Write out every one of the rows below word for word, with nothing changed.

(begin)

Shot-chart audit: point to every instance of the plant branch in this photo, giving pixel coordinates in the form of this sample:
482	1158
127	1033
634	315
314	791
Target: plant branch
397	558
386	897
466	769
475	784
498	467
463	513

(end)

**WRITTEN SOLUTION**:
Shot-chart audit: point to every instance of the plant branch in this photo, giving pixel coordinates in the form of this sample:
482	1158
127	1033
634	315
314	791
Target: plant branch
397	558
386	897
466	769
475	784
498	467
463	513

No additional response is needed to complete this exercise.